### RECORDS FOR THIS TASK
________________________

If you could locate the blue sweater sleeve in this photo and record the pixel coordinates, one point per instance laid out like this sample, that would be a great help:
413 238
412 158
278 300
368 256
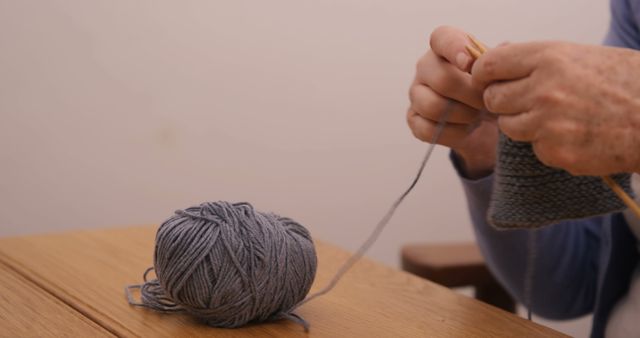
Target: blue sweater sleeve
623 27
565 272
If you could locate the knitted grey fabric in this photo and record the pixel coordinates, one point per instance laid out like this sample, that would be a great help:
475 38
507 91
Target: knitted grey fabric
529 194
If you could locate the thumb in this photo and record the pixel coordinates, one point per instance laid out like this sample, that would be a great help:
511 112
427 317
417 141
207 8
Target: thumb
449 43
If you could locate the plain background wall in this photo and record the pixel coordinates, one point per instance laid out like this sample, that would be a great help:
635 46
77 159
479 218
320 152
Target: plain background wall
116 113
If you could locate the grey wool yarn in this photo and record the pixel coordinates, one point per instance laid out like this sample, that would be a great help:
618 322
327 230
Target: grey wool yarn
529 194
229 265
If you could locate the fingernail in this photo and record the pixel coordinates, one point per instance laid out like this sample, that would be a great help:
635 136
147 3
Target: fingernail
463 60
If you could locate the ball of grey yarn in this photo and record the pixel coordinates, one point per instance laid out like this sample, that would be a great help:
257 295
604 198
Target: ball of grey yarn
230 265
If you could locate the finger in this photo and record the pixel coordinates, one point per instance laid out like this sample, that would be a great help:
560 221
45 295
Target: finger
508 97
507 62
424 130
448 81
519 127
431 105
449 43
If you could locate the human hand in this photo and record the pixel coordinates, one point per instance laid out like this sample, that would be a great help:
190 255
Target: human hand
578 105
442 75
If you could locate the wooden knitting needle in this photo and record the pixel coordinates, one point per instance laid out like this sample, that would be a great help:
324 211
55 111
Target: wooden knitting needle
477 49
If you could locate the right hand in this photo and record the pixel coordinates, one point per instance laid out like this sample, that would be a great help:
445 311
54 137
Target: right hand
442 75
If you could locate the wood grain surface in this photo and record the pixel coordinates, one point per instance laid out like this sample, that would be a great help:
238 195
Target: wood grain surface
28 311
89 270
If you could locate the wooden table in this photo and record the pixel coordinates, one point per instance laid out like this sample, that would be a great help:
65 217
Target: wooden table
72 284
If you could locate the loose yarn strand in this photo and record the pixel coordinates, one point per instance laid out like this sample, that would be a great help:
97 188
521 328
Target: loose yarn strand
530 271
387 217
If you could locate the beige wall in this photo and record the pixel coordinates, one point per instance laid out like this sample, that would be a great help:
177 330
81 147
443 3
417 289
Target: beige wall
118 112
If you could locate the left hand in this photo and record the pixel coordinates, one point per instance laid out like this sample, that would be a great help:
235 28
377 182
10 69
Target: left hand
578 105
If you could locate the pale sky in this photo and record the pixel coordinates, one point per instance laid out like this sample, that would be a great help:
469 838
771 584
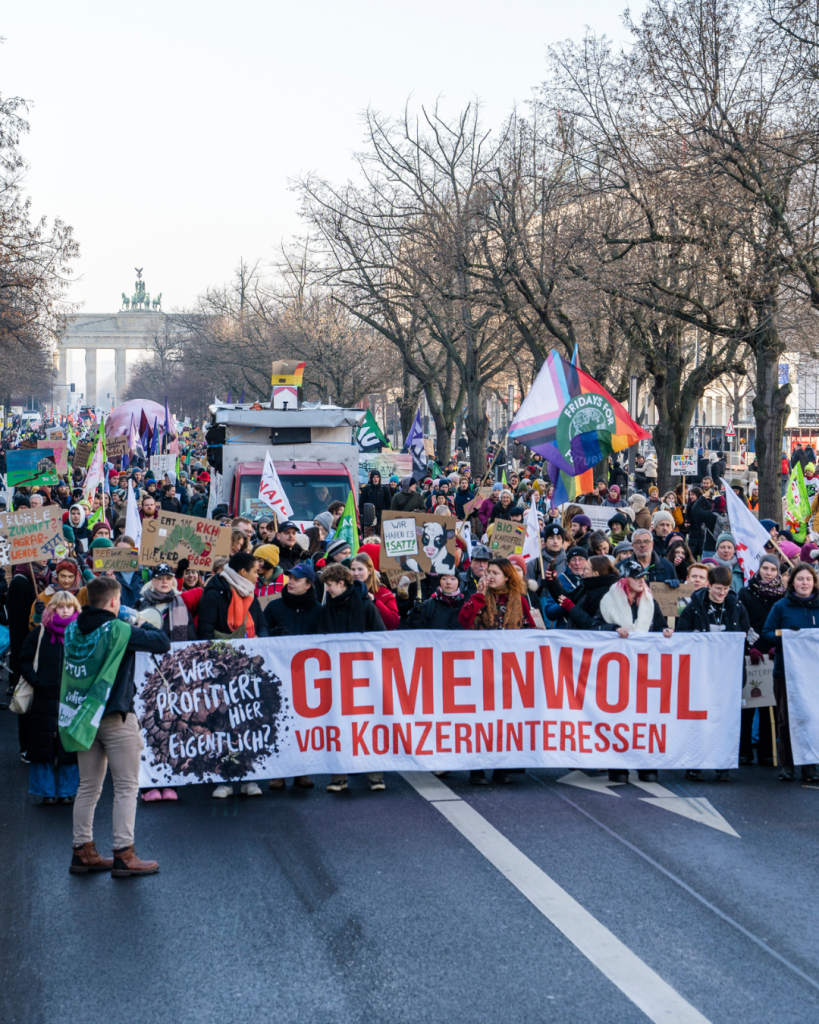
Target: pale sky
166 132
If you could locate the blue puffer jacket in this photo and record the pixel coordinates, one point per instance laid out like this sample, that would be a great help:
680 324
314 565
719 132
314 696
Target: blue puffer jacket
788 613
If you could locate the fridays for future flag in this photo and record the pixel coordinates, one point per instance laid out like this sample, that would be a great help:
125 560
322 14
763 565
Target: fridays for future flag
271 492
572 422
749 536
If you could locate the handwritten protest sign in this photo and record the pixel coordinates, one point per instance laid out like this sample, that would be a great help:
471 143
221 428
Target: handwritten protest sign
507 539
31 467
759 688
60 450
435 540
31 535
170 538
672 601
115 559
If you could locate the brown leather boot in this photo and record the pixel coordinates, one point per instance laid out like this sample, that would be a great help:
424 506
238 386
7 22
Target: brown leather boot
86 859
126 862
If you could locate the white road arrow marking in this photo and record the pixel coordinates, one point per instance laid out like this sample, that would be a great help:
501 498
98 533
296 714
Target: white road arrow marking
599 783
694 808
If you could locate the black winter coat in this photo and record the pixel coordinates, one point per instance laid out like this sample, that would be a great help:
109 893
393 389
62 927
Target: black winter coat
587 600
758 607
291 614
348 612
143 638
439 612
214 606
43 744
695 614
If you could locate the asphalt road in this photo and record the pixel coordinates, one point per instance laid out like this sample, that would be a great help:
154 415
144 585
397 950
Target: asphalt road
303 906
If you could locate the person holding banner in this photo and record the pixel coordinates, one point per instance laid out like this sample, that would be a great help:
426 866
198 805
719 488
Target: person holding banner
799 609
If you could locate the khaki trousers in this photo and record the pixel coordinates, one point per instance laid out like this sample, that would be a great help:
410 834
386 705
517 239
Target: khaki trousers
119 744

________________________

### PROBLEM STATEMENT
Put the lines into a Markdown table with the columns Row and Line, starting with the line that contains "If you could locate the black" and going on through the end of the items. Skip any blank lines.

### COMPLETE OUTPUT
| Row | Line |
|---|---|
| 1 | If you could locate the black winter coat in this photo and record the pixel coordinates, one point per instance laid out like this sample, that would be a great help: |
| 2 | 109 893 |
| 3 | 393 389 |
| 4 | 62 927 |
| 5 | Target: black winter coat |
| 6 | 587 600 |
| 7 | 758 607 |
| 8 | 291 614 |
| 9 | 348 612 |
| 10 | 143 638 |
| 11 | 439 612 |
| 12 | 214 606 |
| 13 | 43 744 |
| 14 | 695 614 |
| 15 | If you could locate the asphalt road in this photo and record the pixel coordinates, one point per instance laid out like this sample, that would be a great help: |
| 16 | 154 415 |
| 17 | 144 585 |
| 18 | 397 950 |
| 19 | Target: asphalt road |
| 20 | 303 906 |
| 21 | If you could locate the person holding banner in this photo and record the pixel coordinates, one point per instance laid out like this sample, that would be a great help: |
| 22 | 426 866 |
| 23 | 198 805 |
| 24 | 719 488 |
| 25 | Target: person holding banner |
| 26 | 799 609 |
| 27 | If you could locate the khaki trousers in this photo and record the pixel coordinates, one point per instance laid out like this sample, that would be a great help: |
| 28 | 410 834 |
| 29 | 386 705 |
| 30 | 517 239 |
| 31 | Target: khaki trousers |
| 32 | 119 744 |